- **Task instructions**:
Update the material below by replacing every "Localization Round" with "Detection Round" and leaving everything else unchanged. Leave the pictures out of your version.

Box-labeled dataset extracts

******

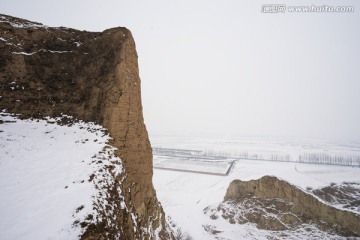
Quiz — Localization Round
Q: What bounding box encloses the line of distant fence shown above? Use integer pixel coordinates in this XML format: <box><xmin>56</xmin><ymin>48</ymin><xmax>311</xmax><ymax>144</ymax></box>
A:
<box><xmin>153</xmin><ymin>148</ymin><xmax>360</xmax><ymax>167</ymax></box>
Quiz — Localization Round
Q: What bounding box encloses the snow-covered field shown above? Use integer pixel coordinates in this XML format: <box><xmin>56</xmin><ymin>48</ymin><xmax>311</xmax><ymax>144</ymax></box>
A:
<box><xmin>0</xmin><ymin>112</ymin><xmax>122</xmax><ymax>240</ymax></box>
<box><xmin>150</xmin><ymin>137</ymin><xmax>360</xmax><ymax>240</ymax></box>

******

- **Exercise result**:
Quiz — Detection Round
Q: What bounding box encloses the line of distant fence shown above? Use integer pixel coordinates in this XML format: <box><xmin>56</xmin><ymin>48</ymin><xmax>311</xmax><ymax>144</ymax></box>
A:
<box><xmin>153</xmin><ymin>148</ymin><xmax>360</xmax><ymax>167</ymax></box>
Quiz — Detection Round
Q: What bounding box encloses the snow-covered field shown above? Use integer pixel coordinates in this XML format: <box><xmin>56</xmin><ymin>48</ymin><xmax>311</xmax><ymax>144</ymax></box>
A:
<box><xmin>0</xmin><ymin>112</ymin><xmax>122</xmax><ymax>240</ymax></box>
<box><xmin>150</xmin><ymin>137</ymin><xmax>360</xmax><ymax>240</ymax></box>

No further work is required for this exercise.